Written instruction: Select each line of the records that contains the word "white", and copy those lines.

Record extracts:
>> start

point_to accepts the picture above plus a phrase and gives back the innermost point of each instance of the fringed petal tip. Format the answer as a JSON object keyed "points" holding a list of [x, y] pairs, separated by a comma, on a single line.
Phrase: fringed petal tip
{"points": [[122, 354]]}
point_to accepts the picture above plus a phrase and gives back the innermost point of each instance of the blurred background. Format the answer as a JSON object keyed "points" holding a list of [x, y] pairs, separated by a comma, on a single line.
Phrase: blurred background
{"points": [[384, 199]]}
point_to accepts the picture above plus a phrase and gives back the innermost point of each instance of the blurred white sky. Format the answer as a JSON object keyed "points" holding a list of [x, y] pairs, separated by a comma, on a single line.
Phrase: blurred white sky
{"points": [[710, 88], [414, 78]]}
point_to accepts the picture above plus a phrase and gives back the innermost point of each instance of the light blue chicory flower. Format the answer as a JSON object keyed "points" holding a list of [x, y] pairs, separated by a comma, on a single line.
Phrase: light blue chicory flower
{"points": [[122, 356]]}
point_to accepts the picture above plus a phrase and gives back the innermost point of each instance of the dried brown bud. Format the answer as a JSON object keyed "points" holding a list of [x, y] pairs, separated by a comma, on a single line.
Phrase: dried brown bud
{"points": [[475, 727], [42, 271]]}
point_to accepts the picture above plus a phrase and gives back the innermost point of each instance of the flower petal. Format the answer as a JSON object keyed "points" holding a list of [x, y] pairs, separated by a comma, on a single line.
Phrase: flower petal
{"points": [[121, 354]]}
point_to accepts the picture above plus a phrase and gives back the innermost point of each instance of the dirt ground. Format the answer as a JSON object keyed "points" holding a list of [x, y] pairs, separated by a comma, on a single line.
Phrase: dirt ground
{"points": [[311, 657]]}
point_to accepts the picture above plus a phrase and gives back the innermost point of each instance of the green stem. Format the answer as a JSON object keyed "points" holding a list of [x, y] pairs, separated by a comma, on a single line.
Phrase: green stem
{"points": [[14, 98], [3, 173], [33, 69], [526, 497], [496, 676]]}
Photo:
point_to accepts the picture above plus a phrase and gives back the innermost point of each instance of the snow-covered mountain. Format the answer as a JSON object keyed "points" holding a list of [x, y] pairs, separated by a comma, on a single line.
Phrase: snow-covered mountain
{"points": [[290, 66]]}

>> end
>> start

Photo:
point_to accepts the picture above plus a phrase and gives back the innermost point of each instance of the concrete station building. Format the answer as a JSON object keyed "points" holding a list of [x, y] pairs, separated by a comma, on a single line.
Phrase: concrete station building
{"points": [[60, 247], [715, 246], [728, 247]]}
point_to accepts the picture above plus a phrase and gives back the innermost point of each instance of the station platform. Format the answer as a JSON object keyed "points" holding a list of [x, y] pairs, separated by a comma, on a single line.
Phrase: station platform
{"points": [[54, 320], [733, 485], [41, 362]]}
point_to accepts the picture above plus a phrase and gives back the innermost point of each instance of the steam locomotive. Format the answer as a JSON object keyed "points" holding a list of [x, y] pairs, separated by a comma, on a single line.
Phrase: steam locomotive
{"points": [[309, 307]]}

>> end
>> start

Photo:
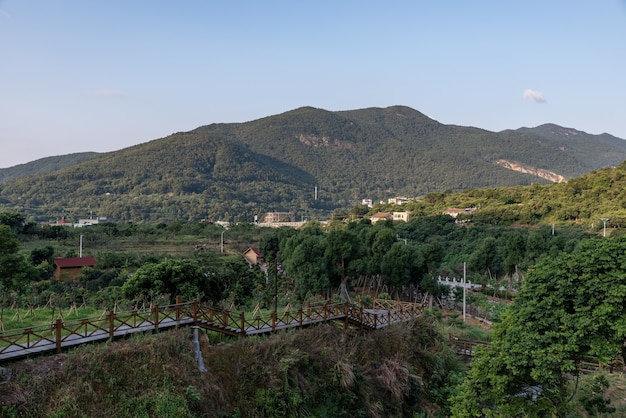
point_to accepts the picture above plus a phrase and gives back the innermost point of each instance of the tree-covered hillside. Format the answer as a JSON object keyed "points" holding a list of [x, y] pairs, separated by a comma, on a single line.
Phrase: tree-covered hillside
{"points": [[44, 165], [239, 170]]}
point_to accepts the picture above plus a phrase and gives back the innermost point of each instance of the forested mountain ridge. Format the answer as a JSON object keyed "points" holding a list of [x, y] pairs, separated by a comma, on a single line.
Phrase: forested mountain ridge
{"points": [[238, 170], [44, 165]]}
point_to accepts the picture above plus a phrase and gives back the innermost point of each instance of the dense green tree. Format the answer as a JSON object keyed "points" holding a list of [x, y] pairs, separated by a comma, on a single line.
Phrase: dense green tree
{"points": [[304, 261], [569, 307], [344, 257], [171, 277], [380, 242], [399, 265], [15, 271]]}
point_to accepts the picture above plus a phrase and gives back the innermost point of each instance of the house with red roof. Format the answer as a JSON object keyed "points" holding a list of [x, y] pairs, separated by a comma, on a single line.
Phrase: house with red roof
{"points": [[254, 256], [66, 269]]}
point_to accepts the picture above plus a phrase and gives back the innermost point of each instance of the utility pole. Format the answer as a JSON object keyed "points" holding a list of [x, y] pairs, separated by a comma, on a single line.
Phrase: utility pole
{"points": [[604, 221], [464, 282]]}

>> end

Response:
point_to accepts the picture above plus a phrase and gives back the innermost point of each instance of the blurred white sky. Format the answer as a JSON object keyed "points" holding a list of [x, y] pairs, separated by a comma, on a single line.
Phrase: blurred white sky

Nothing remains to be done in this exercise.